Exercise set:
- a) Decide whether each statement agrees with the thread on downloading large JSON files, marked (i), (ii) and (iii). Answer yes or no for each and quote the words of the thread that decide it.
(i) The poster wants to search for certain items posted across all realms.
(ii) The realm names are read from a file at C:/test/RealmList.txt.
(iii) The function scanRealm begins its output by printing the number of items.
- b) Pick up the thread on downloading large JSON files and continue it from where it stops.
--- Begin Article ---
Bottom Page

Thread Rating:
  • 0 Vote(s) - 0 Average
  • 1
  • 2
  • 3
  • 4
  • 5
 Download multiple large json files at once
#1
I'm trying to get the auction data from the world of warcraft API for all realms to be able to scan for certain items posted across all realms.

import webbrowser
import urllib
import urllib.request
import urllib.error
import urllib, json
import re
import os.path
import time
import threading
from multiprocessing import Pool
from multiprocessing.pool import ThreadPool
from concurrent.futures.thread import ThreadPoolExecutor
from queue import Queue
from threading import Thread
import concurrent.futures
import multiprocessing

q = Queue()
url = ""
apiUrls = []
apiRealms = []
curApi = 0
realms = []
realm = ""
items = [141582, 141583, 141585, 141581, 141580, 141590, 141589, 141588, 141587, 141564, 141565, 141566, 141571, 141567,
         141576, 141577, 141578, 141570, 141569, 141568, 141572, 141573, 141574, 141575, 141579]
itemnames = ["Fran's Intractable Loop", "Sameed's Vision Ring", "Six-Feather Fan", "Demar's Band of Amore",
             "Vastly Oversized Ring", "Cloak of Martayl Oceanstrider", "Treia's Handcrafted Shroud",
             "Talisman of Jaimil Lightheart", "Queen Yh'saerie's Pendant", "Telubis Binding of Patience",
             "Mir's Enthralling Grasp", "Serrinne's Maleficent Habit", "Mavanah's Shifting Wristguards",
             "Cyno's Mantle of Sin", "Aethrynn's Everwarm Chestplate", "Fists of Thane Kray-Tan",
             "Claud's War-Ravaged Boots", "Cainen's Preeminent Chestguard", "Samnoh's Exceptional Leggings",
             "Boughs of Archdruid Van-yali", "Geta of Tay'shute", "Shokell's Grim Cinch", "Ulfgor's Greaves of Bravery",
             "Gorrog's Serene Gaze", "Welded Hardskin Helmet"]
print(len(items))

# Import realms
with open('C:/test/RealmList.txt') as f:
    realms = f.read().splitlines()
    print("Realms: " + str(realms))
    f.close()


# realms = ["Shu'halo", "Eitrigg", "Stormrage", "Moonguard"]



def scanRealm(realmb):
    startTime = time.time()
    print("Scanning " + realmb)
--- End Article ---
--- Begin Record list ---
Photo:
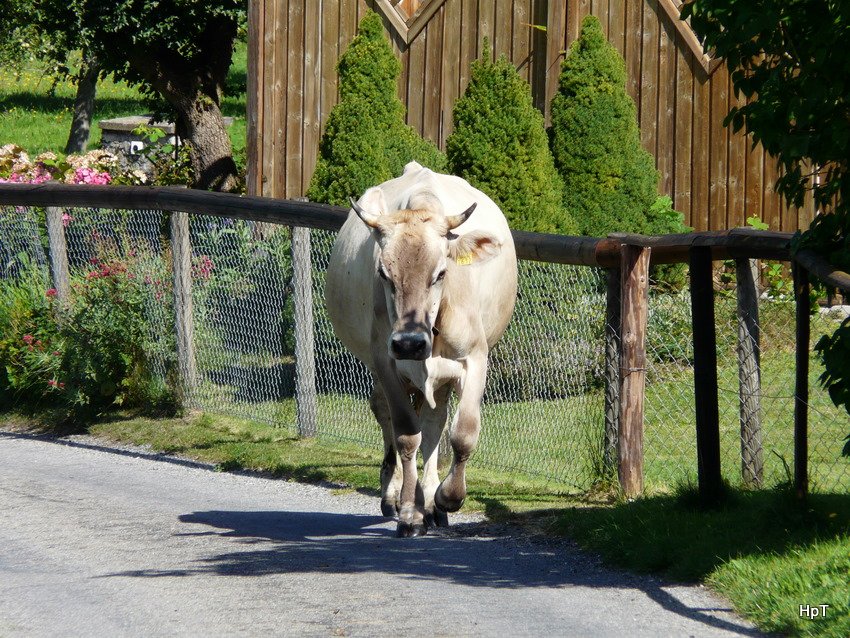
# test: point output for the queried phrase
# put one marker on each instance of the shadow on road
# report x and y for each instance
(314, 542)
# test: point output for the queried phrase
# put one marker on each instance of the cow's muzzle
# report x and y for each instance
(410, 345)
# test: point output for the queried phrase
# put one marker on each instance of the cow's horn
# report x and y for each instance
(456, 220)
(368, 218)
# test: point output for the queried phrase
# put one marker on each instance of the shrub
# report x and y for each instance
(366, 141)
(499, 145)
(610, 180)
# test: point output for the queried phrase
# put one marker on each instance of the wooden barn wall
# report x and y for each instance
(714, 176)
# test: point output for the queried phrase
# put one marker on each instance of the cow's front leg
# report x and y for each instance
(465, 429)
(433, 421)
(391, 465)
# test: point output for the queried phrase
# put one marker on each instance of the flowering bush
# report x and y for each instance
(16, 167)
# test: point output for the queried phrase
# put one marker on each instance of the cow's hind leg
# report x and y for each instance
(433, 422)
(391, 476)
(466, 427)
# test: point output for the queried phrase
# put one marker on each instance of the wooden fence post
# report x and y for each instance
(749, 372)
(59, 271)
(612, 374)
(801, 385)
(305, 356)
(181, 256)
(705, 374)
(634, 265)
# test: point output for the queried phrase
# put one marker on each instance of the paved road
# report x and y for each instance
(100, 542)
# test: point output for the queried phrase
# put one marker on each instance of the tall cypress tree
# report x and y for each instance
(499, 145)
(610, 180)
(366, 141)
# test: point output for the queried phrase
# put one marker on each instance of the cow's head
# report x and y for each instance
(418, 249)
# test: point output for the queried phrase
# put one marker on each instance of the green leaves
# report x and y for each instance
(499, 145)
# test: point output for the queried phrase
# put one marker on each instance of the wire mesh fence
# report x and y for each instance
(544, 407)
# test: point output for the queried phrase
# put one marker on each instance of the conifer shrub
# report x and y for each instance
(610, 180)
(499, 145)
(366, 141)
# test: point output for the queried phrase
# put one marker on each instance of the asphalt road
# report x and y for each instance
(103, 542)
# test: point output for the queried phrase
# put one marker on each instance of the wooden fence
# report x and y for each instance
(713, 175)
(627, 257)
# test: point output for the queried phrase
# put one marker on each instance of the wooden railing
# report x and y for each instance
(627, 258)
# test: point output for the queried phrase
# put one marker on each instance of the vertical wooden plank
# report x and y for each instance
(312, 119)
(617, 25)
(487, 25)
(683, 147)
(705, 374)
(749, 372)
(503, 28)
(181, 256)
(452, 38)
(556, 33)
(719, 149)
(274, 100)
(254, 97)
(801, 386)
(648, 105)
(634, 293)
(416, 84)
(613, 324)
(433, 36)
(700, 150)
(736, 211)
(59, 272)
(295, 100)
(666, 106)
(305, 353)
(634, 38)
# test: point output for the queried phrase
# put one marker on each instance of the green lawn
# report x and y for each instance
--- End Record list ---
The replies:
- a)
(i) Yes: "to be able to scan for certain items posted across all realms."
(ii) Yes: "with open('C:/test/RealmList.txt') as f:"
(iii) No: "print("Scanning " + realmb)"

- b)
    url = 'https://us.api.blizzard.com/wow/auction/data/' + realmb + '?locale=en_US&access_token=hidden'
    print(url)
    # Get auction json url
    with urllib.request.urlopen(url) as response:
        html = response.read()
        html = html.decode('utf-8')

    # Get url from string
    urls = re.findall('http[s]?://(?:[a-zA-Z]|[0-9]|[$-_@.&+]|[!*\(\),]|(?:%[0-9a-fA-F][0-9a-fA-F]))+', html)
    print("Got Auction Api url for realm " + realmb + ": ", urls[0])
    jsonurl = urllib.request.urlopen(urls[0])
    print("request")
    text = json.load(jsonurl.read())
    print("load")
    # write to txt
    with open('c:/Test/' + realmb + '.txt', 'w') as f:
        f.write(str(text).replace("{'auc", "\n{'auc"))
    print("Completed scanning " + realmb + " in " + str(time.time() - startTime) + " seconds.")
    f.close()
    return 1


def getJsonUrl(realmb):
    startTime = time.time()
    print("Scanning " + realmb)
    url = 'https://us.api.blizzard.com/wow/auction/data/' + realmb + '?locale=en_US&access_token=hidden'
    print(url)
    # Get auction json url
    with urllib.request.urlopen(url) as response:
        html = response.read()
        print(html)
        html = html.decode('utf-8')

    # Get url from string
    urls = re.findall('http[s]?://(?:[a-zA-Z]|[0-9]|[$-_@.&+]|[!*\(\),]|(?:%[0-9a-fA-F][0-9a-fA-F]))+', html)
    apiUrls.append(urls[0])
    apiRealms.append(realmb)
    print("Got Auction Api url for realm " + realmb + ": ", urls[0])

def downloadJson(realmb):
    print("request")
    response = urllib.request.urlopen(realmb)
    # print(response.read())
    text = json.load(response.read())
    print("load")
    # write to txt
    with open('c:/Test/' + apiRealms[curApi] + '.txt', 'w') as f:
      f.write(str(text).replace("{'auc", "\n{'auc"))
    print("Completed scanning " + realmb)
    f.close()
    curApi = curApi + 1
    return 1

starttime = time.time()
#Get the url's for the json files
with concurrent.futures.ThreadPoolExecutor(max_workers=20) as executor:
    pages = executor.map(getJsonUrl, realms)
print("Completed in " + str(time.time() - starttime) + " seconds.")

#download json
with concurrent.futures.ThreadPoolExecutor(max_workers=8) as executor:
    pages = executor.map(downloadJson, apiUrls)
print("Completed in " + str(time.time() - starttime) + " seconds.")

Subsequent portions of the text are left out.